* [Document]:

We don't actually need to clean the pages.  All of the other locking in
place makes sure we don't start IO on the pages, so we can just leave
them dirty for the duration of the write.

Fixes: 73d59314e6ed (the original btrfs merge)
CC: stable@vger.kernel.org # v4.4+
Signed-off-by: Chris Mason <clm@fb.com>
Reviewed-by: David Sterba <dsterba@suse.com>
Signed-off-by: David Sterba <dsterba@suse.com>
Signed-off-by: Greg Kroah-Hartman <gregkh@linuxfoundation.org>

---
 fs/btrfs/file.c |   29 +++++++++++++++++++++++------
 1 file changed, 23 insertions(+), 6 deletions(-)

--- a/fs/btrfs/file.c
+++ b/fs/btrfs/file.c
@@ -531,6 +531,14 @@ int btrfs_dirty_pages(struct inode *inod
 
 	end_of_last_block = start_pos + num_bytes - 1;
 
+	/*
+	 * The pages may have already been dirty, clear out old accounting so
+	 * we can set things up properly
+	 */
+	clear_extent_bit(&BTRFS_I(inode)->io_tree, start_pos, end_of_last_block,
+			 EXTENT_DIRTY | EXTENT_DELALLOC |
+			 EXTENT_DO_ACCOUNTING | EXTENT_DEFRAG, 0, 0, cached);
+
 	if (!btrfs_is_free_space_inode(BTRFS_I(inode))) {
 		if (start_pos >= isize &&
 		    !(BTRFS_I(inode)->flags & BTRFS_INODE_PREALLOC)) {
@@ -1500,18 +1508,27 @@ lock_and_cleanup_extent_if_need(struct b
 		}
 		if (ordered)

* [Your tasks]:
a) Translate this sentence from the btrfs patch into Spanish: "We don't actually need to clean the pages."
b) Pick out each line of the records that contains the word "excavator". Case counts.
The text and the records were taken from unrelated sources.

* [Record extracts]:
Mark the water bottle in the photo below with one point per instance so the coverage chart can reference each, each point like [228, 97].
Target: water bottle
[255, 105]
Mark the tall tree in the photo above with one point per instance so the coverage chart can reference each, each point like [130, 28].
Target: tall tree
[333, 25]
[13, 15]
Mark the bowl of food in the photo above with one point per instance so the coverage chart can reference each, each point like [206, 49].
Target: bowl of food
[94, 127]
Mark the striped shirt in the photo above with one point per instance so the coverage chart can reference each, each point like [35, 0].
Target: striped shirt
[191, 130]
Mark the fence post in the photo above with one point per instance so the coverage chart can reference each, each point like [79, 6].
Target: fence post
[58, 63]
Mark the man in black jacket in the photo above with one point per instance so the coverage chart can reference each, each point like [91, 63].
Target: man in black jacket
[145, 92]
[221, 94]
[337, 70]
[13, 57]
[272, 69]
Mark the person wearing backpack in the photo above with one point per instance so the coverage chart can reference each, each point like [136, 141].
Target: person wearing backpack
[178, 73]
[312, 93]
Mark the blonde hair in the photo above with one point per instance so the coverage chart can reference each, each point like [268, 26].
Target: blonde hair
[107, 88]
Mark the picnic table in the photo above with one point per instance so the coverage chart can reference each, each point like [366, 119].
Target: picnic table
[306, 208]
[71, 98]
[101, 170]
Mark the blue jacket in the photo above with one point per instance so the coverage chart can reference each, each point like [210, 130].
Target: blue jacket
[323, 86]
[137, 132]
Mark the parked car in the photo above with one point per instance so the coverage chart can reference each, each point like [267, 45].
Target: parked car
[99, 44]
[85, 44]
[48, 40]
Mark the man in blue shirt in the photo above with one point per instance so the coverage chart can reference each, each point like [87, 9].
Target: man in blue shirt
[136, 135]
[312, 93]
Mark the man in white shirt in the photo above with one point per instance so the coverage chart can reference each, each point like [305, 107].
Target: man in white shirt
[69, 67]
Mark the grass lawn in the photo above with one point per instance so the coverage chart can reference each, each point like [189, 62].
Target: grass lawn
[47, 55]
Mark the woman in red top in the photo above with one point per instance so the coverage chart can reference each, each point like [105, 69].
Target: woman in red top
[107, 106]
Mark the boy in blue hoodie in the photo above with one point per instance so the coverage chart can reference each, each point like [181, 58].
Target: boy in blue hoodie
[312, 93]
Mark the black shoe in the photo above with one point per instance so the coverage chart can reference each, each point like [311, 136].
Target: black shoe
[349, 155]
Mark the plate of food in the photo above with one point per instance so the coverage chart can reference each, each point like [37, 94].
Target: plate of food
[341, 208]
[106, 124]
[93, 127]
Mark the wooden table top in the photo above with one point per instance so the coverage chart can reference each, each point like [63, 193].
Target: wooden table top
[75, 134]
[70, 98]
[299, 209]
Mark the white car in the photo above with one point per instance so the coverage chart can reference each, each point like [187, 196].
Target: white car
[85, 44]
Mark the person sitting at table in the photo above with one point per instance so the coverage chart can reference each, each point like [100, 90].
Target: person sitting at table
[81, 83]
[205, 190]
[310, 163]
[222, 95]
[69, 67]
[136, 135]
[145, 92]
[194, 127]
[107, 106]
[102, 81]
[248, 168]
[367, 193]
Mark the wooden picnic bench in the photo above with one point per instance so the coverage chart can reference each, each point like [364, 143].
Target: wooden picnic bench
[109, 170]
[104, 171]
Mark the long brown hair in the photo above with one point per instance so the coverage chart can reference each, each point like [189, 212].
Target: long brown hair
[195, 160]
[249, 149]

--

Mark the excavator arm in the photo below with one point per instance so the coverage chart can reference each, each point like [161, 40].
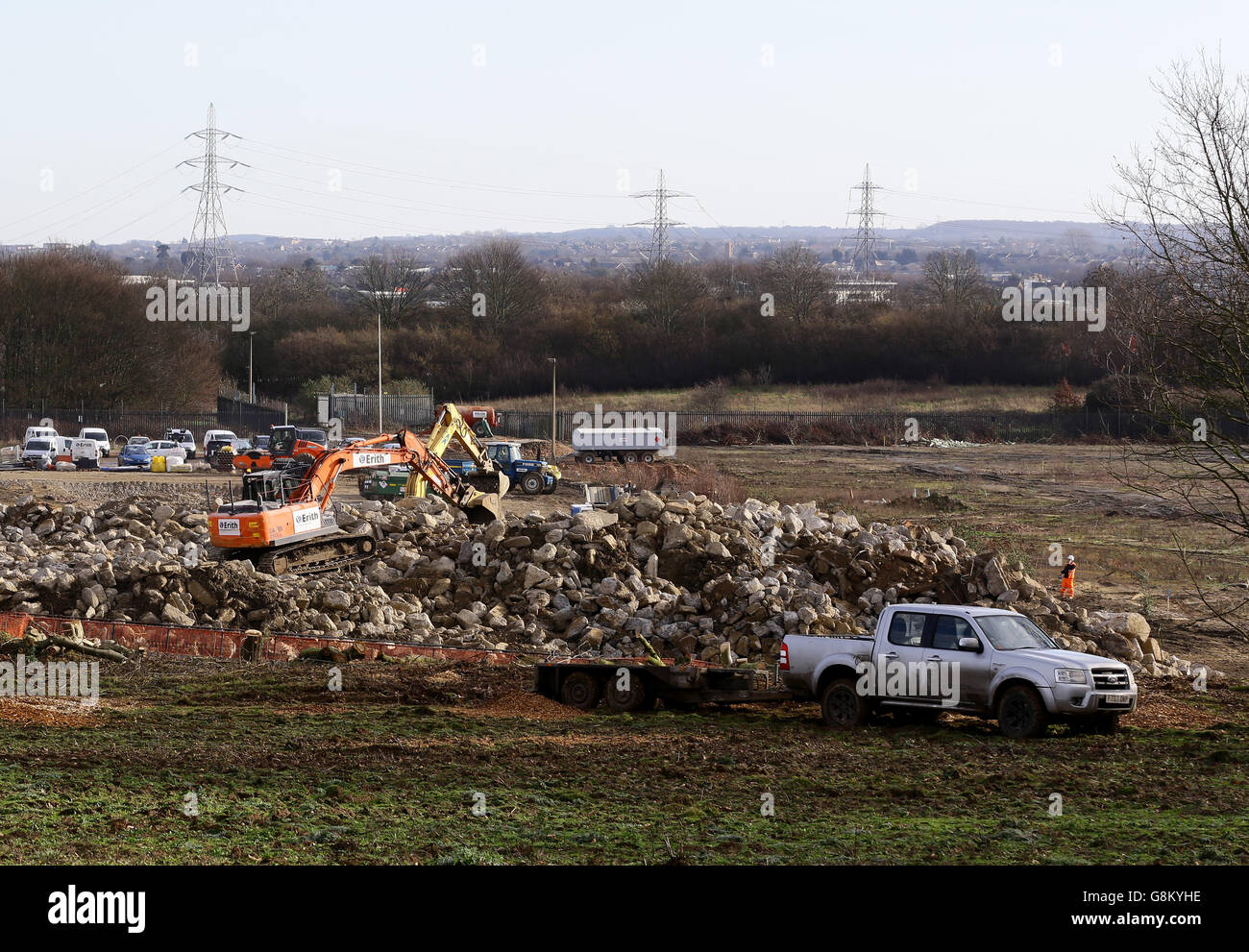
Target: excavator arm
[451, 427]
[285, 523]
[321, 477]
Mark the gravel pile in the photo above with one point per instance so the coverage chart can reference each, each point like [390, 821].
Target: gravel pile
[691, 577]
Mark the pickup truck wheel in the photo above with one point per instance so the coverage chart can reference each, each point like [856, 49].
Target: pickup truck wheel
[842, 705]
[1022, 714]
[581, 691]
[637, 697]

* [Exercise responses]:
a) En realidad no necesitamos limpiar las páginas.

b)
Mark the excavator arm in the photo below with one point per instance so the coverage chart can reference each, each point like [161, 40].
Target: excavator arm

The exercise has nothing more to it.